**READING PASSAGE:**
════

Gagnon argues that the ALJ erred by discrediting her allegations of pain and symptoms caused by the alleged disability. (Dkt. No. 11 at 21-24.) Specifically, Gagnon contends that the ALJ failed to attribute alleged symptoms to particular impairments and did not evaluate her symptoms according to the factors under the regulations. (Id.) The Commissioner responds that the ALJ properly exercised his discretion to find that Gagnon's allegations were not supported by other medical evidence. (Dkt. No. 12 at 7-10.) The Commissioner notes that the ALJ thoroughly compared Gagnon's complaints of pain to other record evidence. (Id.)
Once the ALJ determines that the claimant suffers from a "medically determinable impairment[] that could reasonably be expected to produce the [symptoms] alleged," she "must evaluate the intensity and persistence of those symptoms considering all of the available evidence; and, to the extent that the claimant's [subjective] contentions are not substantiated by the objective medical evidence, the ALJ must engage in a credibility inquiry." Meadors v. Astrue, 370 F. App'x 179, 183 (2d Cir. 2010) (internal quotation marks and citations omitted). In performing this analysis, the ALJ "must consider the entire case record and give specific reasons for the weight given to the [claimant's] statements." SSR 96-7p, 61 Fed. Reg. 34,483, 34,485 (July 2, 1996).
Specifically, in addition to the objective medical evidence, the ALJ must consider the following factors: "1) daily activities; 2) location, duration, frequency and intensity of any symptoms; 3) precipitating and aggravating factors; 4) type, dosage, effectiveness and side effects of any medications taken; 5) other treatment received; and 6) other measures taken to relieve symptoms." F.S. v. Astrue, No. 1:10-CV-444, 2012 WL 514944, at *19 (N.D.N.Y. Feb. 15, 2012) (citing 20 C.F.R. § 404.1529(c)(3)(i)-(vi)).
The ALJ properly found that Gagnon's allegations that she cannot lift more than five pounds, walk for more than ten to fifteen minutes, and be in groups of people without having a panic attack incredible. (Tr. at 15-16.) Gagnon's report of her daily activities and testimony at the hearing contradict her alleged disability. (Id. at 51, 226-29.) Additionally, the medical evidence supporting the RFC determination, see supra. Part VI.B, likewise contravenes Gagnon's subjective complaints. Accordingly, the ALJ properly considered the entire record and discounted Gagnon's complaints as unsupported by the evidence.
After careful review of the record, the court affirms the remainder of the ALJ's decision as it is supported by substantial evidence.

════

**TASK LIST:**
**A)** According to the court excerpt, what does the Commissioner say the ALJ properly exercised his discretion to find?
**B)** From the court excerpt, write out word for word the stretch from "The ALJ properly found" through "by substantial evidence.".
**C)** Summarize the court excerpt in two sentences.

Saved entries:
════

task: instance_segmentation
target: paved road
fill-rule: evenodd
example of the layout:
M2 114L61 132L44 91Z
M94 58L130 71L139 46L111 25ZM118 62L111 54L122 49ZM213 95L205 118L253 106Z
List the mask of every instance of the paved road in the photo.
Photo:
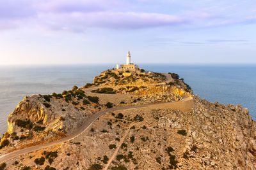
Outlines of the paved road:
M166 75L166 80L164 82L160 83L165 83L169 81L171 81L173 80L172 76L169 74L164 74ZM91 89L87 89L86 90L92 90L93 89L95 88L91 88ZM152 104L143 104L143 105L137 105L137 106L125 106L125 107L116 107L114 108L110 108L110 109L107 109L105 110L102 110L100 111L95 114L92 115L86 122L85 122L82 126L80 127L79 129L78 129L77 131L75 132L71 133L68 136L65 137L64 138L62 138L60 140L48 143L45 143L45 144L42 144L34 146L31 146L29 148L26 148L24 149L17 150L9 153L7 153L4 155L1 155L0 156L0 163L6 162L7 160L10 160L11 159L13 159L20 155L22 154L26 154L30 152L35 152L39 150L42 150L45 148L48 148L50 146L52 146L58 144L61 144L64 142L68 141L70 139L72 139L75 138L76 137L80 135L81 133L83 133L84 131L86 131L88 128L90 127L90 125L92 125L99 117L102 115L103 114L107 113L107 112L110 112L110 111L113 111L116 110L125 110L125 109L131 109L131 108L143 108L143 107L147 107L150 105L156 105L158 104L157 103L152 103Z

════

**RESPONSES IN ORDER:**
**A)** That Gagnon's allegations were not supported by other medical evidence.

**B)**
The ALJ properly found that Gagnon's allegations that she cannot lift more than five pounds, walk for more than ten to fifteen minutes, and be in groups of people without having a panic attack incredible. (Tr. at 15-16.) Gagnon's report of her daily activities and testimony at the hearing contradict her alleged disability. (Id. at 51, 226-29.) Additionally, the medical evidence supporting the RFC determination, see supra. Part VI.B, likewise contravenes Gagnon's subjective complaints. Accordingly, the ALJ properly considered the entire record and discounted Gagnon's complaints as unsupported by the evidence.
After careful review of the record, the court affirms the remainder of the ALJ's decision as it is supported by substantial evidence.

**C)** Gagnon argues that the ALJ erred by discrediting her allegations of pain and symptoms, and the Commissioner responds that the ALJ properly found those allegations unsupported by other medical evidence. The court holds that the ALJ properly considered the entire record and discounted her complaints as unsupported by the evidence, and it affirms the remainder of the ALJ's decision as supported by substantial evidence.